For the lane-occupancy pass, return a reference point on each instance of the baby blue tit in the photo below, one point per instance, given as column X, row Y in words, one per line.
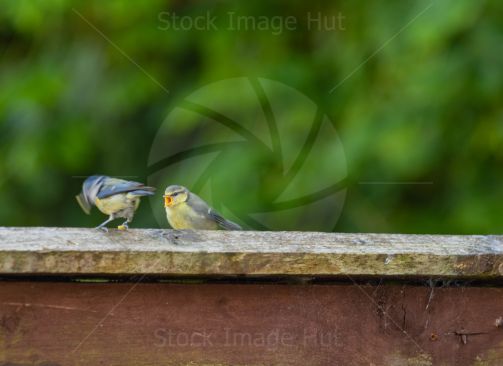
column 117, row 198
column 186, row 210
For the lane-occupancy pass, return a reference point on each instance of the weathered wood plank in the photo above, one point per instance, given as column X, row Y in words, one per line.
column 167, row 252
column 121, row 324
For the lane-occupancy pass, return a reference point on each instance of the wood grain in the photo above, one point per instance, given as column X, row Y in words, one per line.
column 167, row 252
column 122, row 324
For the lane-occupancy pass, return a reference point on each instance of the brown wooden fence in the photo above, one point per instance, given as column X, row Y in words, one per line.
column 162, row 297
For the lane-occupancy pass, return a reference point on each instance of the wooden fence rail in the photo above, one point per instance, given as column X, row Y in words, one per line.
column 60, row 303
column 167, row 252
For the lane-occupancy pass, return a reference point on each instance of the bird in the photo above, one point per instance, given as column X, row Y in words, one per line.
column 186, row 210
column 115, row 197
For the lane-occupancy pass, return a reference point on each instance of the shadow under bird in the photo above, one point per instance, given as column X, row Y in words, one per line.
column 186, row 210
column 115, row 197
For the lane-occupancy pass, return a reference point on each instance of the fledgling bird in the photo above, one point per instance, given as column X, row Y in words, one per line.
column 186, row 210
column 115, row 197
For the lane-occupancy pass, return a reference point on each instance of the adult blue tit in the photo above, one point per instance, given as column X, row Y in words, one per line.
column 117, row 198
column 186, row 210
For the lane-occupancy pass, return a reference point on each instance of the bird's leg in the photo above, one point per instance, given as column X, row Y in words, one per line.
column 124, row 225
column 102, row 225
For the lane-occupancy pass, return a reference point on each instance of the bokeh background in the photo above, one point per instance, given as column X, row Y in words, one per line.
column 419, row 99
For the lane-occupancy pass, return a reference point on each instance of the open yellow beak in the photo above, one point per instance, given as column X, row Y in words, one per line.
column 168, row 200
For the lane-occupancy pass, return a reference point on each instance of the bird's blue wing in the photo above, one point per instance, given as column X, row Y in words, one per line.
column 112, row 186
column 222, row 222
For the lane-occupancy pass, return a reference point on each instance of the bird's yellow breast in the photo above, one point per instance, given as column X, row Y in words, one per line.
column 116, row 203
column 182, row 216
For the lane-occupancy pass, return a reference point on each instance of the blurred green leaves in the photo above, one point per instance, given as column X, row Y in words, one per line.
column 426, row 107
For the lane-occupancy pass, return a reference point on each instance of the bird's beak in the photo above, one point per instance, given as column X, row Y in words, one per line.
column 168, row 200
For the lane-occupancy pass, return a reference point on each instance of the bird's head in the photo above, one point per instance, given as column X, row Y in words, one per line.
column 175, row 195
column 90, row 189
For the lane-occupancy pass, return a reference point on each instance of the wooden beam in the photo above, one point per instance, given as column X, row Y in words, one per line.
column 76, row 251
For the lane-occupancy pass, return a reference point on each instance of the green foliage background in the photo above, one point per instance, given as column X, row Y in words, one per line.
column 427, row 105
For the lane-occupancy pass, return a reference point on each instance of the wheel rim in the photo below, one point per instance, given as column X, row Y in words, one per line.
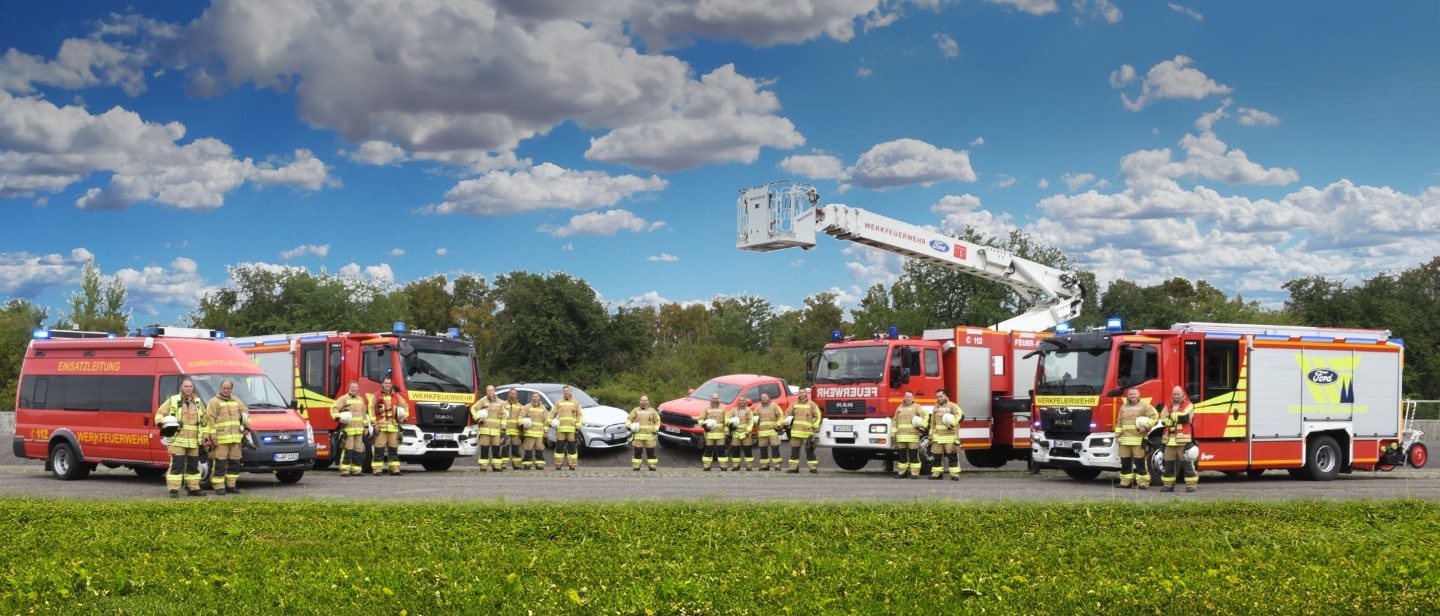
column 1325, row 459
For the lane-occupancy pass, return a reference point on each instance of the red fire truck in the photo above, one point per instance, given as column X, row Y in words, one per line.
column 858, row 383
column 1314, row 402
column 88, row 399
column 438, row 374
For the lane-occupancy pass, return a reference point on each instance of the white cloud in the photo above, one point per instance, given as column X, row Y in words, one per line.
column 26, row 275
column 1256, row 117
column 306, row 249
column 379, row 274
column 46, row 148
column 948, row 46
column 1168, row 79
column 1036, row 7
column 543, row 186
column 604, row 223
column 1187, row 12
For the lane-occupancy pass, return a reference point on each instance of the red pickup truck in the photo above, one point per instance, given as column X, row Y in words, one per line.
column 678, row 419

----

> [Prompt]
Pictures in the entries are to be skipped, and everything else repeated word for word.

> [Answer for this exercise]
For the lane-occupancy pass, return a reference point on each instance of the baby blue tit in the photo below, one point per instance, given as column X, row Y in words, one per line.
column 117, row 198
column 186, row 210
For the lane-occupancy pass, return a reference point on each instance of the weathered wood plank in the photo above, one point per instance, given as column X, row Y in words, one per line.
column 167, row 252
column 121, row 324
For the lane-occupancy pass, return a reference point on each instance of the wood grain in the photo above, one point per instance, given as column X, row Y in words, one per line.
column 167, row 252
column 122, row 324
For the lane-occupancy pass, return a reference point on each instance of the brown wooden fence in the photo above, one point per instance, given as column X, row Y in words, one per line.
column 162, row 297
For the lane-occupancy pass, return a reference point on each instance of the wooden fence rail in the photo above, one point per instance, given as column X, row Y in words, one per line.
column 60, row 303
column 167, row 252
For the lane-occupancy pass, return a reference point on each instance of the bird in the photo above, one point per instance, given as column X, row Y in words, one per line.
column 186, row 210
column 115, row 197
For the lane-occupancy pass, return a reference point on each instance of the shadow under bird in the photo above, one point per instance, given as column X, row Y in words, one per line.
column 186, row 210
column 115, row 197
For the lane-occupancy pass, return a reference point on each instance of the fledgling bird in the photo above, one point per instance, given as column X, row Y in words, one per line.
column 186, row 210
column 115, row 197
For the lane-occupancy pass, return a reference point on each instance of the adult blue tit in the photo above, one point per instance, given as column X, row Y in words, one per line.
column 117, row 198
column 186, row 210
For the lane-occupancy pass, return a reference point on each instance of the bird's leg in the photo above, one point per instance, given as column X, row Y in words, one per line.
column 124, row 225
column 102, row 225
For the lane-occupancy pass, return a reference point on each instance of the bokeh background in the photo above, one point per instance, given as column X, row Y in words, one per line.
column 419, row 99
For the lane-occupancy pass, return a reference point on each instance of the open yellow beak in the photo above, one point per instance, given as column X, row Y in words, one per line.
column 168, row 200
For the lane-occupancy pass, return a reference point on each instance of the bird's blue wing in the photo above, one point per instance, given as column X, row Y in words, one per line.
column 112, row 186
column 222, row 222
For the lane-occupancy pass, return a reference point on each instance of the bird's yellow breast in the photo above, one point per instance, given as column X, row Y in words, one per line.
column 116, row 203
column 182, row 216
For the lane-occupancy pass, return a reference point on each instance of the blurred green leaves in the photo above, one point per instance, given as column X, row Y in words, one per line.
column 426, row 107
For the lane-occupancy pass, return a reference point on each instance of the bird's beak in the photo above, one point per instance, given as column X, row Y in words, one per line.
column 168, row 200
For the lane-occupancy pass, return a reference point on each instance of the bird's head in the photo above, one point per instance, given as column X, row Y in words, one per line.
column 175, row 195
column 90, row 189
For the lane-occupancy pass, return a reference point on each instance of the wooden beam in the photo above, one point per instance, given as column X, row Y in words, one per line.
column 76, row 251
For the lane-occupancy pass, return a reference point on each instance of the green foliage background in the photo above, one point per instance, given as column X, row Y in words, one per line.
column 427, row 105
For the lane-occupancy pass, return a reference point on each instance of the wheel rim in the photo below, one point per instance, given as column X, row Y in words, one per line.
column 1325, row 459
For the lane-occupancy pass, return a reference point on each instance of the red fire truck in the photo above, one point per instance, given as column X, row Y in words, one per line.
column 858, row 383
column 1314, row 402
column 88, row 399
column 438, row 374
For the lane-occupancy pass, return a reference point on each instance of the white cloud in the photo above, one point per instance, given as column X, row Y in words, one per line.
column 26, row 275
column 1256, row 117
column 306, row 249
column 379, row 274
column 46, row 148
column 948, row 46
column 1168, row 79
column 1036, row 7
column 543, row 186
column 604, row 223
column 1187, row 12
For the lane-occupancy pass, return a reference point on each instance of the red pickup truck in the photo above, one point per instance, given as column X, row Y in words, one per line.
column 678, row 419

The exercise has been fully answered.